## TASK REQUIREMENTS
Copy every entry exactly as given, minus the images.

## WORKING DATA
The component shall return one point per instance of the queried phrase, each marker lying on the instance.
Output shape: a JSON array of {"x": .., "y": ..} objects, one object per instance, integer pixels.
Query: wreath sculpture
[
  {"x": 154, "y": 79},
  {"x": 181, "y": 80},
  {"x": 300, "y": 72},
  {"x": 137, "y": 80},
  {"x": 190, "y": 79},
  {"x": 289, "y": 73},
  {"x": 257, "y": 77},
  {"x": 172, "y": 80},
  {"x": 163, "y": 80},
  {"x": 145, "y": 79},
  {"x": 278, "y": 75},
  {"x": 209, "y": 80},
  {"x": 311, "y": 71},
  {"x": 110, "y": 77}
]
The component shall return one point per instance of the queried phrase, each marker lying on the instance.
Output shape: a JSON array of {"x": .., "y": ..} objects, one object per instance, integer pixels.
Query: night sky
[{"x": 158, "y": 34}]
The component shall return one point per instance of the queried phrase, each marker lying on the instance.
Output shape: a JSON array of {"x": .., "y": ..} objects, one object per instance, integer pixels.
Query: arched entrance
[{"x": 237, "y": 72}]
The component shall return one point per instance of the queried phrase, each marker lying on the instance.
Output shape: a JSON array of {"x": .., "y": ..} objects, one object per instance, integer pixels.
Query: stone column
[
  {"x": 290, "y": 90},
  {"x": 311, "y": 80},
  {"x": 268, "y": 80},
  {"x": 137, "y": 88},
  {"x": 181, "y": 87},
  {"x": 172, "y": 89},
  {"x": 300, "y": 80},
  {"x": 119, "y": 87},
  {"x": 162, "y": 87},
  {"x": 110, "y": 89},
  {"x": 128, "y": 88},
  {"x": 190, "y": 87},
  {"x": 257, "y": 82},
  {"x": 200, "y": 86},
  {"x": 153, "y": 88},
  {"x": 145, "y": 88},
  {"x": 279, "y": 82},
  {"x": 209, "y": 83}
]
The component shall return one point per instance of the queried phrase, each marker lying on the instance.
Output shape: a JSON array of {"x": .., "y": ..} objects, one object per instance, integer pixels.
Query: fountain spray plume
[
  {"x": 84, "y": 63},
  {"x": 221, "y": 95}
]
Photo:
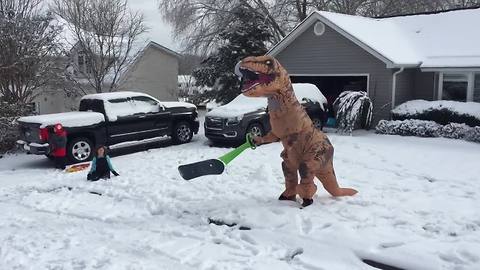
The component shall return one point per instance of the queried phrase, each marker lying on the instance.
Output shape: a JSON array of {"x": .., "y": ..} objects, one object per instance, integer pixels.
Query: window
[
  {"x": 84, "y": 63},
  {"x": 459, "y": 86},
  {"x": 476, "y": 88},
  {"x": 455, "y": 87},
  {"x": 81, "y": 62},
  {"x": 145, "y": 105}
]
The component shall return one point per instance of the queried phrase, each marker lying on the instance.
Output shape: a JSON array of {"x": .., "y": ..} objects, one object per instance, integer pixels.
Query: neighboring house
[
  {"x": 425, "y": 56},
  {"x": 154, "y": 72}
]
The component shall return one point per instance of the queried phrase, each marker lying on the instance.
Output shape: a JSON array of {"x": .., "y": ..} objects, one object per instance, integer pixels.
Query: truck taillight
[{"x": 43, "y": 135}]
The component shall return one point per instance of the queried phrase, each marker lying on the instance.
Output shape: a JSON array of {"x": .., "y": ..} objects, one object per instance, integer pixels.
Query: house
[
  {"x": 154, "y": 71},
  {"x": 430, "y": 56}
]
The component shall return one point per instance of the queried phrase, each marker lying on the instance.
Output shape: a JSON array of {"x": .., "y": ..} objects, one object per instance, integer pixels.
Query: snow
[
  {"x": 68, "y": 119},
  {"x": 242, "y": 105},
  {"x": 428, "y": 41},
  {"x": 420, "y": 106},
  {"x": 417, "y": 209}
]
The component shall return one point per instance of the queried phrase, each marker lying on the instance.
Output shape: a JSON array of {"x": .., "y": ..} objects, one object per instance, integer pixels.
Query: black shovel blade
[{"x": 197, "y": 169}]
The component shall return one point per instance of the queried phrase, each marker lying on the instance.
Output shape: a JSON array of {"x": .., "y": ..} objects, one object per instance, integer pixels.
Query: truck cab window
[{"x": 144, "y": 104}]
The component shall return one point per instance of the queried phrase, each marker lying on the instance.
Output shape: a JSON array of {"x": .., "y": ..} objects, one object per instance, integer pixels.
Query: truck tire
[
  {"x": 80, "y": 149},
  {"x": 182, "y": 133},
  {"x": 256, "y": 129}
]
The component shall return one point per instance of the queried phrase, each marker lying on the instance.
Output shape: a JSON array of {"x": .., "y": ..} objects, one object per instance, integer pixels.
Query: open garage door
[{"x": 332, "y": 85}]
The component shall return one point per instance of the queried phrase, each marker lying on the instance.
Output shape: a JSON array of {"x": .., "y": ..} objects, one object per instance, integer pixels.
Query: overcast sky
[{"x": 159, "y": 31}]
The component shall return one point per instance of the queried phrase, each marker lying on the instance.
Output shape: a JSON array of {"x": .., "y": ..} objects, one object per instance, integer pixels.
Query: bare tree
[
  {"x": 198, "y": 23},
  {"x": 28, "y": 50},
  {"x": 105, "y": 32}
]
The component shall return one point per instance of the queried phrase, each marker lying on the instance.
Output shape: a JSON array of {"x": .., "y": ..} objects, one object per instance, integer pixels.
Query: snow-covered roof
[
  {"x": 440, "y": 40},
  {"x": 186, "y": 79}
]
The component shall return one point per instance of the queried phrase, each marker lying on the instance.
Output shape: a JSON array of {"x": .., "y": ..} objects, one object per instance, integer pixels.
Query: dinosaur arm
[{"x": 269, "y": 138}]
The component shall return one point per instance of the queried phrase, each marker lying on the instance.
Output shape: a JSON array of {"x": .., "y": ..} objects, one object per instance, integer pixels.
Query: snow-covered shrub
[
  {"x": 9, "y": 132},
  {"x": 442, "y": 111},
  {"x": 422, "y": 128},
  {"x": 473, "y": 135},
  {"x": 353, "y": 110},
  {"x": 418, "y": 128},
  {"x": 455, "y": 131}
]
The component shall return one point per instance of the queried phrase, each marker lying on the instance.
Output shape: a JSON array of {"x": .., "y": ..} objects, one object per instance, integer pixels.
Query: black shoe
[
  {"x": 285, "y": 198},
  {"x": 307, "y": 202}
]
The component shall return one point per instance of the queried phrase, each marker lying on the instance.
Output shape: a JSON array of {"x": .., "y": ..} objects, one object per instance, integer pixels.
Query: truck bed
[{"x": 68, "y": 119}]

## OUTPUT OF THE EXERCISE
The component shall return one point per instance of the queried phrase, each marker lying on the instance.
Output shape: a JSON array of {"x": .., "y": ..} objects, one object per instance, integer pixels.
Query: wreath sculpture
[
  {"x": 154, "y": 79},
  {"x": 181, "y": 80},
  {"x": 300, "y": 72},
  {"x": 137, "y": 80},
  {"x": 190, "y": 79},
  {"x": 289, "y": 73},
  {"x": 257, "y": 77},
  {"x": 172, "y": 80},
  {"x": 163, "y": 80},
  {"x": 145, "y": 79},
  {"x": 278, "y": 75},
  {"x": 209, "y": 80},
  {"x": 311, "y": 71},
  {"x": 110, "y": 77}
]
The component shall return one point per instance of the queried phrase, each marker lying on the instance.
Output shape: a JSON array of {"x": .., "y": ..} objects, one object per instance, integer pixels.
Query: night sky
[{"x": 158, "y": 34}]
The component shall return one point per instance of the queried phrase, each marker lying on the instance.
Output shape: a JSON array of {"x": .., "y": ..} objects, one object per instance, integer pixels.
Query: arched entrance
[{"x": 237, "y": 72}]
The component shall return one point per instance of the queried phrase, each marker lying on the instance.
Output shape: a JSON array of {"x": .., "y": ..} objects, one object per instance, integer pixels.
Query: stone column
[
  {"x": 290, "y": 90},
  {"x": 311, "y": 80},
  {"x": 268, "y": 80},
  {"x": 137, "y": 88},
  {"x": 181, "y": 87},
  {"x": 172, "y": 89},
  {"x": 300, "y": 80},
  {"x": 119, "y": 87},
  {"x": 162, "y": 87},
  {"x": 110, "y": 89},
  {"x": 128, "y": 88},
  {"x": 190, "y": 87},
  {"x": 257, "y": 82},
  {"x": 200, "y": 86},
  {"x": 153, "y": 88},
  {"x": 145, "y": 88},
  {"x": 279, "y": 82},
  {"x": 209, "y": 83}
]
The component shall return one point per instance of the queried phrase, each marker lying on the instance.
Output shape: a JSON array of {"x": .., "y": ..} objects, one object per instance, integer pixels.
Query: fountain spray plume
[
  {"x": 84, "y": 63},
  {"x": 221, "y": 95}
]
Photo:
The component shall return one point per instance of the queried phrase, each marker lying on the instance.
Output shape: a JSON array of {"x": .., "y": ..} objects, one object per instance, integer pixels.
Query: window
[
  {"x": 84, "y": 63},
  {"x": 459, "y": 86},
  {"x": 476, "y": 88},
  {"x": 455, "y": 87},
  {"x": 81, "y": 62},
  {"x": 145, "y": 105}
]
The component shall return one point per instance of the queried phrase, each marker lying on the instance.
Output shape: a JSON array of {"x": .., "y": ..} objects, one object per instance, integer pixels.
Query: neighboring house
[
  {"x": 425, "y": 56},
  {"x": 154, "y": 72}
]
The component shall return one point per instance of the queried phrase, each marker lying on the instance.
Output shape: a JSON array of {"x": .., "y": ..} objects, one object per instance, integer pixels.
Query: truck taillight
[{"x": 43, "y": 135}]
The component shall return one point per instance of the queried phrase, each marker lying on the instance.
Output shape: a JSON array of {"x": .., "y": ..} objects, one object per instance, integer pixels.
Query: house
[
  {"x": 154, "y": 71},
  {"x": 430, "y": 56}
]
The component shall return one point per instance of the queried phrase, each marker lying on the instance.
Output shape: a JSON array of {"x": .., "y": ..} objects, one object per instance, integer pixels.
Query: snow
[
  {"x": 68, "y": 119},
  {"x": 242, "y": 105},
  {"x": 428, "y": 41},
  {"x": 420, "y": 106},
  {"x": 417, "y": 209}
]
The component shall return one point per instance of the queried phrase, each marker lying on the instance.
Output shape: a JSON array of {"x": .., "y": ..} objects, one object per instance, integer pixels.
Query: black shovel blade
[{"x": 197, "y": 169}]
The component shall return one point per instance of the queried phrase, each marker lying on the instance.
Output shape: a JSON array of {"x": .., "y": ..} objects, one object per instance, integer pixels.
Query: truck cab window
[{"x": 144, "y": 104}]
The component shall return one point per instance of the queried phrase, each marker lying on the instance.
Output shape: a JSON array of {"x": .., "y": ..} objects, one object per instance, integer pixels.
Query: truck tire
[
  {"x": 80, "y": 149},
  {"x": 182, "y": 133},
  {"x": 256, "y": 129}
]
The component shall return one point per instance of the queried phrase, each marker lying on the instance.
Output shape: a JSON array of {"x": .., "y": ..} objects, one object per instance, integer pixels.
Query: open garage door
[{"x": 332, "y": 85}]
The component shall return one point per instance of the queried phrase, each marker lying on the instance.
Output shape: a JSON array of {"x": .., "y": ..} objects, one object per instance, integer pixels.
Query: overcast sky
[{"x": 159, "y": 31}]
The component shall return one point per instance of the queried phrase, each marker lying on the instance.
Output shape: a JSON array of {"x": .., "y": ..} objects, one object per instance, integer pixels.
Query: bare tree
[
  {"x": 198, "y": 23},
  {"x": 28, "y": 50},
  {"x": 105, "y": 32}
]
The component shall return one point per instance of the queried phrase, each marker lying on the instance.
Output shape: a JSON array of {"x": .., "y": ..} objects, one object per instance, integer pixels.
Query: snow-covered roof
[
  {"x": 440, "y": 40},
  {"x": 186, "y": 79}
]
The component shall return one point per instance of the queried phrase, each marker lying on the instance.
Output shape: a JSON array of {"x": .., "y": ..} objects, one object per instance, integer pixels.
Query: dinosaur arm
[{"x": 269, "y": 138}]
The component shall return one point per instance of the queried phrase, each marker lying on the instance.
Output shape: a JSON array of {"x": .., "y": ..} objects, one object per instance, integer pixels.
Query: snow-covered shrub
[
  {"x": 9, "y": 132},
  {"x": 442, "y": 111},
  {"x": 422, "y": 128},
  {"x": 473, "y": 135},
  {"x": 353, "y": 110},
  {"x": 418, "y": 128},
  {"x": 455, "y": 131}
]
The component shall return one point per instance of the queried phrase, each marker lying on the instance.
Output shape: a JSON array of {"x": .., "y": ..} objects, one object per instance, integer pixels.
Query: black shoe
[
  {"x": 285, "y": 198},
  {"x": 307, "y": 202}
]
The component shall return one point per instance of the queried phrase, each marker lying on the instance.
Output shape: a JSON array of {"x": .., "y": ..} objects, one object per instance, integer pixels.
Query: truck bed
[{"x": 68, "y": 119}]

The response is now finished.